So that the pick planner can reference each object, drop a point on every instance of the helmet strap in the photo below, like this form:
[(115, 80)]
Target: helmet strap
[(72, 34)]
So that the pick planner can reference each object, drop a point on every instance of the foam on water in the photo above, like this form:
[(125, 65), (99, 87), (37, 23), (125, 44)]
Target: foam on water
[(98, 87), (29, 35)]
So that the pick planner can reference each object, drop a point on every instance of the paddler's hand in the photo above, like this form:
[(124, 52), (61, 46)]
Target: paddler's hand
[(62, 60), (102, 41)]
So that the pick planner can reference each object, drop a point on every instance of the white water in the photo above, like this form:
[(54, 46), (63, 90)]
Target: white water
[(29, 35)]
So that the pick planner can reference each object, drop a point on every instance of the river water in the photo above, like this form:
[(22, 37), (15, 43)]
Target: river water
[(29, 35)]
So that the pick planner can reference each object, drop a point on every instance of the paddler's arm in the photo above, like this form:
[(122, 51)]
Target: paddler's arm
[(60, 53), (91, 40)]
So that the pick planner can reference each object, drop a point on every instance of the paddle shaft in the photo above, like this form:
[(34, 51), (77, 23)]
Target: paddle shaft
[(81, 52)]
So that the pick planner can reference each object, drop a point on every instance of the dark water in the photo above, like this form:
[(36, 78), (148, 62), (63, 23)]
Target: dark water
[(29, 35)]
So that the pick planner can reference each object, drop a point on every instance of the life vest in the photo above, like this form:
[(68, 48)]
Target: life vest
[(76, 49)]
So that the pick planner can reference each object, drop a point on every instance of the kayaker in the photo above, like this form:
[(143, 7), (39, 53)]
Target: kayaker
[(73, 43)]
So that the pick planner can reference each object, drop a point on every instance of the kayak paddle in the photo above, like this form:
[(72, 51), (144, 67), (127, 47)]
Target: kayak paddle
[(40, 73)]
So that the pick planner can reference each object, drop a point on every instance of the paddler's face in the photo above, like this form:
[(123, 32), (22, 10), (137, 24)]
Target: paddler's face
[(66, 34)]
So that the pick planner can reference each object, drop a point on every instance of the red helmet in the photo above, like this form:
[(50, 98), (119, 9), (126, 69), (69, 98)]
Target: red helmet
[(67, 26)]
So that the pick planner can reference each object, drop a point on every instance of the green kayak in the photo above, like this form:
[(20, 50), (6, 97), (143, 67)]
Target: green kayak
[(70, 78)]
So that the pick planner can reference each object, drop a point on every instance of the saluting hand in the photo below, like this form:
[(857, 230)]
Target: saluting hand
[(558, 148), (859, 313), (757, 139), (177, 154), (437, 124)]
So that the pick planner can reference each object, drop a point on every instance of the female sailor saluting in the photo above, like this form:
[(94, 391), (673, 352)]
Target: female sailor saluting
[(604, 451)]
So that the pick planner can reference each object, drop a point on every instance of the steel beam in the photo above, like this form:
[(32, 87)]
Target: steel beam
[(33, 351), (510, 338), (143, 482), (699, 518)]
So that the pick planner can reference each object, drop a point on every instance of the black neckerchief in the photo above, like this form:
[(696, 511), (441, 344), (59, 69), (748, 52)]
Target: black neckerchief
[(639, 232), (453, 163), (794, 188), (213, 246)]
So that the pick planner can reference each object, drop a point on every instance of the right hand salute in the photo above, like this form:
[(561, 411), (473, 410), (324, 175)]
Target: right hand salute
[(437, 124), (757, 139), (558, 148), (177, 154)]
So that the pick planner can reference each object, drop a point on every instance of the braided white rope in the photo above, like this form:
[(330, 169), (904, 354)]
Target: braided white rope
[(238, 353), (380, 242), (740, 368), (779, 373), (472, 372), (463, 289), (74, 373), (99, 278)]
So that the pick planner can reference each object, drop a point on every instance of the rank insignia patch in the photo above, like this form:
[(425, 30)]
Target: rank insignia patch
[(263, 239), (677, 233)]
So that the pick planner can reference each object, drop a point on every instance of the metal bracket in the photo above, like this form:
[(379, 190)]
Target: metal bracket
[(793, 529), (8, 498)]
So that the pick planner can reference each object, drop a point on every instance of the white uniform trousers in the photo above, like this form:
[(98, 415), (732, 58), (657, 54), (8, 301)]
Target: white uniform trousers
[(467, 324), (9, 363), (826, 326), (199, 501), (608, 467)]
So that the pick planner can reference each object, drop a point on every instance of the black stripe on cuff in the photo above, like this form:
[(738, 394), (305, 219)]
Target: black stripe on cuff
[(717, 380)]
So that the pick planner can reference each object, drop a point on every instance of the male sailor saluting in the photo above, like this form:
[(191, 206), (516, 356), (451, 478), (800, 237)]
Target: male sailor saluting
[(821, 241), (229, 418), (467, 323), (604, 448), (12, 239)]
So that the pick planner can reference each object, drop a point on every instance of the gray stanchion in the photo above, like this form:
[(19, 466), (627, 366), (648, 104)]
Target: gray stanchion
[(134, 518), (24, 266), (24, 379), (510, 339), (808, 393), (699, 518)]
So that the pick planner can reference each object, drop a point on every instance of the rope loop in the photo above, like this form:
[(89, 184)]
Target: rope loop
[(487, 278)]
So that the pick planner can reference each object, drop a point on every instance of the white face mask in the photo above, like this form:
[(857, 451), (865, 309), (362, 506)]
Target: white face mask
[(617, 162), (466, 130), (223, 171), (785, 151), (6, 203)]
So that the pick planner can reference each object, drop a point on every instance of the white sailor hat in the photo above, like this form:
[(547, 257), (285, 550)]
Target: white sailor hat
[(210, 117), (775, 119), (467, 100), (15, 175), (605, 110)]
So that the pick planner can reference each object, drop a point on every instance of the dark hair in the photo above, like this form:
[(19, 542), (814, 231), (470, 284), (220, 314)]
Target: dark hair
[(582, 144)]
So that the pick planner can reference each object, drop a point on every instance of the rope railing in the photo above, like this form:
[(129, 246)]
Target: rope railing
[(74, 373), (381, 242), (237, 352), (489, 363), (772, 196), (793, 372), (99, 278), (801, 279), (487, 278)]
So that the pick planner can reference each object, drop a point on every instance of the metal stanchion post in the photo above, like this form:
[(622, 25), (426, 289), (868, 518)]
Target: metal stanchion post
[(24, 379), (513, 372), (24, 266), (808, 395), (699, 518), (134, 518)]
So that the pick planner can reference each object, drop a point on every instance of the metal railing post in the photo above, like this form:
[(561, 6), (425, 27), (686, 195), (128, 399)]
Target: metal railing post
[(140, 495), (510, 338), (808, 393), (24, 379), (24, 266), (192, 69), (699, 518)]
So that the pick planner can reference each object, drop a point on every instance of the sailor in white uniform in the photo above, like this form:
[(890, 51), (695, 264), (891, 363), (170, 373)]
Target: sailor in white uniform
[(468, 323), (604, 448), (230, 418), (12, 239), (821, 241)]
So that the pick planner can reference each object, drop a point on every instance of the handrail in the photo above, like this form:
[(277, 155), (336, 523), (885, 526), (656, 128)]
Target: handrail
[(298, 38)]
# # # #
§ Objective
Copy down the material exactly as written.

§ Problem solution
So that the pick planner can reference each object, drop a point on every instance of the helmet strap in the photo below, like this form:
[(115, 80)]
Target: helmet strap
[(72, 34)]
So that the pick planner can reference each object, drop a point on every instance of the foam on water in the photo above, like this form:
[(125, 65), (99, 87), (37, 23), (125, 44)]
Target: foam on water
[(98, 87), (29, 35)]
So that the pick planner can reference each object, drop a point on every instance of the paddler's hand in the photo above, like this form:
[(124, 52), (61, 46)]
Target: paddler's hand
[(62, 60), (102, 41)]
So that the pick planner can reference each object, drop a point on every instance of the white water in the photo above, like this form:
[(54, 46), (63, 90)]
Target: white water
[(29, 35)]
So that the pick planner can reference each object, drop a point on every instance of the river water in the photo above, like this form:
[(22, 37), (15, 43)]
Target: river water
[(29, 35)]
So that the pick planner can reference each object, drop a point on every instance of the paddler's arm in the photo above, like this form:
[(122, 51)]
Target: paddler's arm
[(60, 53), (91, 40)]
So that the pick planner can reference each object, drop a point on every instance of the paddle shaft in the photo above, like this form:
[(34, 51), (77, 23)]
Target: paddle shaft
[(81, 52)]
So that the pick planner can reference each object, drop a point on every instance of the dark water in the photo above, like this form:
[(36, 78), (148, 62), (63, 23)]
Target: dark water
[(29, 35)]
So that the pick planner can reference each object, drop a point on every instance of the life vest in the photo above, like this form:
[(68, 48)]
Target: life vest
[(76, 49)]
So that the pick planner can reference each object, drop a point on every instance of the kayaker in the photo above, like this form:
[(143, 7), (39, 53)]
Target: kayaker
[(73, 43)]
So that the pick planner can reference each object, drop a point on every instance of the kayak paddle in the photo above, like this form:
[(72, 51), (144, 67), (127, 47)]
Target: kayak paddle
[(40, 73)]
So that the pick planner can reference each object, drop a point on every instance of the paddler's face in the photo above, like this form:
[(123, 32), (22, 10), (137, 24)]
Target: paddler's face
[(66, 34)]
So that the pick planner can reference each object, drop a point on every instance of the red helmet in the photo above, like this form:
[(50, 98), (119, 9), (126, 69), (69, 98)]
Target: red helmet
[(67, 26)]
So that the pick planner can reference each object, drop a point on every instance of the green kayak in the photo above, like this form:
[(20, 50), (6, 97), (143, 67)]
Target: green kayak
[(70, 78)]
So that the pick planner can reference each object, drop a point on every instance of the saluting hand in the photo below, like this form:
[(857, 230)]
Target: saluting hand
[(558, 148), (859, 313), (757, 139), (177, 154), (437, 124)]
So that the pick planner can reference each object, drop a point on every instance of the female sailor saluting in the photo above, like this form:
[(94, 391), (673, 352)]
Target: female sailor saluting
[(604, 451)]
So that the pick planner can reference each object, drop a point on every instance of the steel beam in the photo above, like this form:
[(32, 87)]
Target: steel beam
[(33, 351), (510, 338), (143, 482), (699, 518)]
So that the pick planner can reference each object, drop a point on every instance of the black neckerchief in the photo above, like this form:
[(696, 511), (441, 344), (59, 69), (748, 52)]
Target: black neckerchief
[(639, 232), (453, 163), (794, 188), (213, 246)]
So that the pick planner can reference each object, drop a point on every instance of the right hand salute in the photo above, like this form:
[(561, 411), (473, 410), (324, 175)]
Target: right hand salute
[(437, 124), (757, 139), (558, 148), (177, 154)]
So that the pick planner can reference each object, drop a point on every instance of the braided white rope in the photo above, like this form:
[(330, 169), (904, 354)]
Target: braided white rope
[(238, 353), (380, 242), (740, 368), (779, 373), (472, 372), (463, 289), (74, 373), (99, 278)]
So that the pick planner can reference each object, drop a point on every instance of the rank insignia patch in the photo above, like this form:
[(425, 30)]
Target: rank insignia patch
[(263, 239), (677, 233)]
So that the pick planner can reference each object, drop a point on every instance of the metal bracket in the photo above, like this form:
[(379, 190)]
Target: metal bracket
[(793, 529), (8, 498)]
So that the pick planner can reference each object, drop a point on every instance of the white uniform trousers in the photo above, like this form:
[(98, 415), (732, 58), (657, 54), (8, 301)]
Target: white uniform trousers
[(467, 324), (9, 363), (826, 326), (199, 501), (608, 467)]
So that the pick planner can reference each object, drop a point on every instance of the black stripe on cuff in the photo above, like this form:
[(738, 394), (305, 219)]
Target: black stripe on cuff
[(717, 380)]
So that the pick planner can reference each object, drop a point on every instance of the male sailor saluting in the photo above, like this form:
[(191, 206), (516, 356), (451, 478), (800, 237)]
Target: male sailor saluting
[(821, 241), (229, 418), (467, 323), (604, 448), (12, 239)]
So that the pick planner can reference each object, drop a point on every instance of the gray stanchion in the photo above, like this form:
[(19, 466), (627, 366), (648, 104)]
Target: gray stanchion
[(134, 518), (24, 266), (24, 379), (510, 339), (808, 393), (699, 518)]
So that the pick planner can reference each object, drop a point on every instance of the rope loop in the photo above, like this form:
[(89, 184)]
Target: rope loop
[(487, 278)]
So that the pick planner can reference each object, drop a point on every instance of the white face mask in the photo above, like this form:
[(857, 451), (865, 309), (362, 506)]
Target: white face mask
[(617, 162), (466, 130), (223, 171), (785, 151), (6, 203)]
So that the pick planner can reference each object, drop a point on every instance of the white sailor hat in the photo above, like this form:
[(547, 257), (285, 550)]
Target: white sailor hat
[(210, 117), (775, 119), (467, 100), (15, 175), (605, 110)]
So that the pick planner can reference each object, drop a point on every instance of the dark hair in the photo above, like this form:
[(19, 542), (814, 231), (470, 284), (220, 314)]
Target: dark hair
[(582, 144)]
So that the pick planner can reference each object, drop a point on every instance of the rope railing in the photo above, like this form:
[(129, 246)]
Target: rope railing
[(74, 373), (381, 242), (237, 352), (489, 363), (772, 196), (793, 372), (99, 278), (801, 279), (487, 278)]
So that the pick planner can reference each object, drop a point on every instance of the metal stanchion post in the photo above, like this form:
[(622, 25), (426, 289), (868, 518)]
Target: metal stanchion post
[(24, 379), (513, 372), (24, 266), (808, 395), (699, 518), (134, 518)]
So that the pick planner can reference each object, drop a point on every instance of the metal railing post in the photo above, like this form:
[(561, 6), (425, 27), (686, 195), (128, 399)]
Target: metal railing post
[(140, 495), (510, 338), (808, 393), (24, 379), (24, 266), (192, 69), (699, 518)]
So that the pick planner can reference each object, drop a point on every instance of the sailor in white uniform in the photo above, like this form:
[(890, 51), (695, 264), (891, 363), (170, 373)]
Target: sailor in white uniform
[(468, 323), (604, 448), (230, 418), (12, 239), (821, 241)]
So that the pick planner can reference each object, drop a point on every instance of the handrail in the photo above, like this form:
[(277, 155), (336, 523), (885, 526), (656, 128)]
Target: handrail
[(298, 38)]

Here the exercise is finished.